- **Document**
====================
Folks,
Angela and Eloquence were in Pretoria, South Africa, between April 19-21
for an International FLOSS and Free Knowledge Workshop run by the
CSIR Open Source Centre, and Angela put out a notice of a meetup.
http://meta.wikimedia.org/wiki/Meetup/Pretoria
We met at the hotel, and then went out to dinner, quite a few people
from the af: wikipedia as well.
Eloquence talked about incremental updates, and followed up with this :-
Regarding the article feed, there's an implementation of the
OAI-PMH protocol currently in use for
http://www.answers.com -
see
http://www.openarchives.org/OAI/openarchivesprotocol.html
for the specs. As you can see on
http://en.wikipedia.org/wiki/Special%3AOAIRepository, this is
currently limited in access (we are offering it as a service).
This seems to be at a higher level than keeping mysql consistent across
a possibly high-latency connection - it treats the wiki as a repository
of articles, and is a server that will furnish information about the
data, as well as the data itself. I have not looked into it far enough
to see if it supports a reverse feed, but I am sure one-way is a lot
easier :-)
I gather that mediawiki 1.5 will not treat the current version of an
article specially, enabling efficient support of OAI-PMH.
I said I wanted an rsync'able image archive.
====================
- **Data extract**
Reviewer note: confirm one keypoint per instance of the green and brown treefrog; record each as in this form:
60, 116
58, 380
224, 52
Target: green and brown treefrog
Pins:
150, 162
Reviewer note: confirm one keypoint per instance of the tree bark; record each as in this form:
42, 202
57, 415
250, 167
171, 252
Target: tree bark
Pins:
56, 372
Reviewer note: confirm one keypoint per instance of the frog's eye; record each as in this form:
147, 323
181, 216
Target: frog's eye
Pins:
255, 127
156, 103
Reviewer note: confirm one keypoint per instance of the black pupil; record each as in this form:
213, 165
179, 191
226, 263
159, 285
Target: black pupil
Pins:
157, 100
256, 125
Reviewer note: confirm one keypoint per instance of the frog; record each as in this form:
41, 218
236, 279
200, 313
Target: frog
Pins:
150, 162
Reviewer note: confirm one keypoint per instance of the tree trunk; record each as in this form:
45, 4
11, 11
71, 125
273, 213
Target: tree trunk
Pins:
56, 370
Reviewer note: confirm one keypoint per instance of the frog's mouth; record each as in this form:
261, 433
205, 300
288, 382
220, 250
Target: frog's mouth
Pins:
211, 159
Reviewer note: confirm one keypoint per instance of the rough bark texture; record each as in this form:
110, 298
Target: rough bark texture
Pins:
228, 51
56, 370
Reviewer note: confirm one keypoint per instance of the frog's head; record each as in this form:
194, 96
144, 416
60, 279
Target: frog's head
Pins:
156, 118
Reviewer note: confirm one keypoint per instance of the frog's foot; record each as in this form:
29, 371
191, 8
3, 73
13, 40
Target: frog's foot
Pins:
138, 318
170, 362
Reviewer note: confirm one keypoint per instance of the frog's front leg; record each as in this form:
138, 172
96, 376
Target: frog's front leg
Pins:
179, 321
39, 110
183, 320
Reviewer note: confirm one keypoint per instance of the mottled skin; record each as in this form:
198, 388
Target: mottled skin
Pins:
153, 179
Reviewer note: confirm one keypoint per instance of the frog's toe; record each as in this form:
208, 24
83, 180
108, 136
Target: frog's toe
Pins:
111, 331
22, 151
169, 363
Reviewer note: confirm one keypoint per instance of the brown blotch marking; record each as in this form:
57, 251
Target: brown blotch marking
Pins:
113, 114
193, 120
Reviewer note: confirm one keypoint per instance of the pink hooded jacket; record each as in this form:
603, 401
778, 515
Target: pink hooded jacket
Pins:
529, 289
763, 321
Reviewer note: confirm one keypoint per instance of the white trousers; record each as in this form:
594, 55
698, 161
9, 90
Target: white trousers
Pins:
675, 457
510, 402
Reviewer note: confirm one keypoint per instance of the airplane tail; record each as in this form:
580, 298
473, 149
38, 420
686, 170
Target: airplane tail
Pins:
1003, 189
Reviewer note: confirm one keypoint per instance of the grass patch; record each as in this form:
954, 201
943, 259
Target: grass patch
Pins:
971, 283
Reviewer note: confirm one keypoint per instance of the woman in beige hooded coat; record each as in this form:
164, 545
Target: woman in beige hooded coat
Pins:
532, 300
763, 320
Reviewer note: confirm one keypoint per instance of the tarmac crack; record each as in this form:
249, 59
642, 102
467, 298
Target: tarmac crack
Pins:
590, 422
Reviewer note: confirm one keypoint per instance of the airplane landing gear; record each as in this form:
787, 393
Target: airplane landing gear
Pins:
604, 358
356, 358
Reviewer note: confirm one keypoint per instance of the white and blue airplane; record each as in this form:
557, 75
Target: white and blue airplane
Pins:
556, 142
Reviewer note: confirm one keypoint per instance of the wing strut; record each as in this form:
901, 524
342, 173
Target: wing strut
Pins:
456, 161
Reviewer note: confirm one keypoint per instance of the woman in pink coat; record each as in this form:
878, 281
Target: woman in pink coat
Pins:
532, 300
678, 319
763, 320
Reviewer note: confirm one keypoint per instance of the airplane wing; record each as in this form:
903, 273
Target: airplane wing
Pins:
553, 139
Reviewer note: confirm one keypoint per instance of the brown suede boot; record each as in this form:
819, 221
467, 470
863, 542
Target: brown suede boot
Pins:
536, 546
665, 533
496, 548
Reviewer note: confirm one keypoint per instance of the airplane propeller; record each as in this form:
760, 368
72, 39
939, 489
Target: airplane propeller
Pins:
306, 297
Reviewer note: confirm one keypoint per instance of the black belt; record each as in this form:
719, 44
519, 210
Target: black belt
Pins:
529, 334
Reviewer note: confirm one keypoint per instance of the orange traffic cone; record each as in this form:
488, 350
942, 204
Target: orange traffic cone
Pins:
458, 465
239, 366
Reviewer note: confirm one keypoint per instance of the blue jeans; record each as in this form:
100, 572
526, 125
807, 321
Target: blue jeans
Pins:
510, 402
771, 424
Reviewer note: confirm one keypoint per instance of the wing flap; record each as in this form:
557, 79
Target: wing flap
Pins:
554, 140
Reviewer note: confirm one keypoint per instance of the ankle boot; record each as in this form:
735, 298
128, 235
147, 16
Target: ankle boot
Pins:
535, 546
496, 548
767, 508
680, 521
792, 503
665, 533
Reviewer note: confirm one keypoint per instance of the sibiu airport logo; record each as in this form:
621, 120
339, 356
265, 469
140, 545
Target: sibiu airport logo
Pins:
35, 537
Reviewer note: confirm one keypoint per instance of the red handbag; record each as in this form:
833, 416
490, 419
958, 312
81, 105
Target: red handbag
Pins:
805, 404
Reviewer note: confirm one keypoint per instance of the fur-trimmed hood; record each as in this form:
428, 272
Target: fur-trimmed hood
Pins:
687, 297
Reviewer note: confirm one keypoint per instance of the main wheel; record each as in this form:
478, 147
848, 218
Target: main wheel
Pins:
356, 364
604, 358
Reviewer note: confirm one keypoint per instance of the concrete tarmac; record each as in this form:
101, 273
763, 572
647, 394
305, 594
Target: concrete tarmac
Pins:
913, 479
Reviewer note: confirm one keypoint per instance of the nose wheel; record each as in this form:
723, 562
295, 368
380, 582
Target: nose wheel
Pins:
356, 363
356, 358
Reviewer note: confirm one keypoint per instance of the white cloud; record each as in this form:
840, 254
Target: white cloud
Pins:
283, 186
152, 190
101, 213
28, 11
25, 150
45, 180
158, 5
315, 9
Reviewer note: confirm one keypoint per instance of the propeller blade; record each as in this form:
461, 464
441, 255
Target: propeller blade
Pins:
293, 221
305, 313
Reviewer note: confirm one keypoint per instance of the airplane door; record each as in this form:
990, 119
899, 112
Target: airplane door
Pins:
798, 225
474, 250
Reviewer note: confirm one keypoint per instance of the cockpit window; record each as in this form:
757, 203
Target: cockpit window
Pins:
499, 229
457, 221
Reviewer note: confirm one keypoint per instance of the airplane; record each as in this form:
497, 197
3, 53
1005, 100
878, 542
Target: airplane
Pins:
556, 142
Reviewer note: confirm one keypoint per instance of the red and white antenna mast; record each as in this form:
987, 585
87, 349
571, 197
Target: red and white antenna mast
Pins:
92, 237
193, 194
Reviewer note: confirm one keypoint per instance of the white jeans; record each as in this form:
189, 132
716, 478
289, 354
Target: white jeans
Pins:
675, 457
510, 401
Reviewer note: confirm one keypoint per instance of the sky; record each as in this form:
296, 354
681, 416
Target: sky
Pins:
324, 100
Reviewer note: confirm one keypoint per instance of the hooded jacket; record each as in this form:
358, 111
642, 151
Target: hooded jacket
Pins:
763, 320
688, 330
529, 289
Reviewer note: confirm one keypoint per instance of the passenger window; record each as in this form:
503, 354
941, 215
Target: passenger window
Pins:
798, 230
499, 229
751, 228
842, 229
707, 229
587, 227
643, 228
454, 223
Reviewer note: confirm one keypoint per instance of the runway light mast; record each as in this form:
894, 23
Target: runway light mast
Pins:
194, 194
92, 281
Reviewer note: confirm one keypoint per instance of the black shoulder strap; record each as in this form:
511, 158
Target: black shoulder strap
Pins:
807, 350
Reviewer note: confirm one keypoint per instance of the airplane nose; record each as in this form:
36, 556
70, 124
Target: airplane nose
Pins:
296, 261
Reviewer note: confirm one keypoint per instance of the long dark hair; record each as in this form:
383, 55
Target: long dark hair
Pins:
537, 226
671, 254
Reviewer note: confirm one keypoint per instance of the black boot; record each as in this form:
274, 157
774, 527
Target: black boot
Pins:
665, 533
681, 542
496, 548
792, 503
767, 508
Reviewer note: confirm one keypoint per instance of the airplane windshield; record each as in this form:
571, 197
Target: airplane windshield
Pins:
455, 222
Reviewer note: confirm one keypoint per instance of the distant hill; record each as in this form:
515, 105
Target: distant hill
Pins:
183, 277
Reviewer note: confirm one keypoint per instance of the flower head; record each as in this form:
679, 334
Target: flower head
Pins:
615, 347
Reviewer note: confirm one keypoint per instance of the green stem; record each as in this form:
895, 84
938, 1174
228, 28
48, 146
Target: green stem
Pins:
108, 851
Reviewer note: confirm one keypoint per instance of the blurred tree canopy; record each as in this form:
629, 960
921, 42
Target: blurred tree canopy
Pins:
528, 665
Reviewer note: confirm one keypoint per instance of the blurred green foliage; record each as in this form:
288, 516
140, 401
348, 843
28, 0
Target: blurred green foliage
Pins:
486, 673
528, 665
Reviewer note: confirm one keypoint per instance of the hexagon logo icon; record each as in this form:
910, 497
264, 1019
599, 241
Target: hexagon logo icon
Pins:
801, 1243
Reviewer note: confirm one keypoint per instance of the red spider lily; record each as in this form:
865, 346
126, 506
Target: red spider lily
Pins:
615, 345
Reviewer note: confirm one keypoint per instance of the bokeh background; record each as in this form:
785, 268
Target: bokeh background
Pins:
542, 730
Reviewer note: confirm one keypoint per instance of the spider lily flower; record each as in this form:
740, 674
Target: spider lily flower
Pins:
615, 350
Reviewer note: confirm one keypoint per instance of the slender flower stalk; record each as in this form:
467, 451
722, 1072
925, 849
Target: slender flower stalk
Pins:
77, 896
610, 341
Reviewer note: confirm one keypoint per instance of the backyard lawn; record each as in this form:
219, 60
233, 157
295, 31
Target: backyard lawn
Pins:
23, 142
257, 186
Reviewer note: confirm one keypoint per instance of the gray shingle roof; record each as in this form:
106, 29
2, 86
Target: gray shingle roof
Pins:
====================
- **Challenges**
1. In the post, why would MediaWiki 1.5 allow efficient support of OAI-PMH? Answer in one to three sentences.
2. Please rename "gray shingle roof" to "slate tile roof" in the entries. Start with the line containing "Reviewer note: confirm one keypoint per instance of the gray" and continue through the last line of the entries, giving only those lines with all else unchanged.

- **Answers to the problems**
1. MediaWiki 1.5 will not treat the current version of an article specially. That change enables efficient support of OAI-PMH.

2.
Reviewer note: confirm one keypoint per instance of the slate tile roof; record each as in this form:
106, 29
2, 86
Target: slate tile roof
Pins:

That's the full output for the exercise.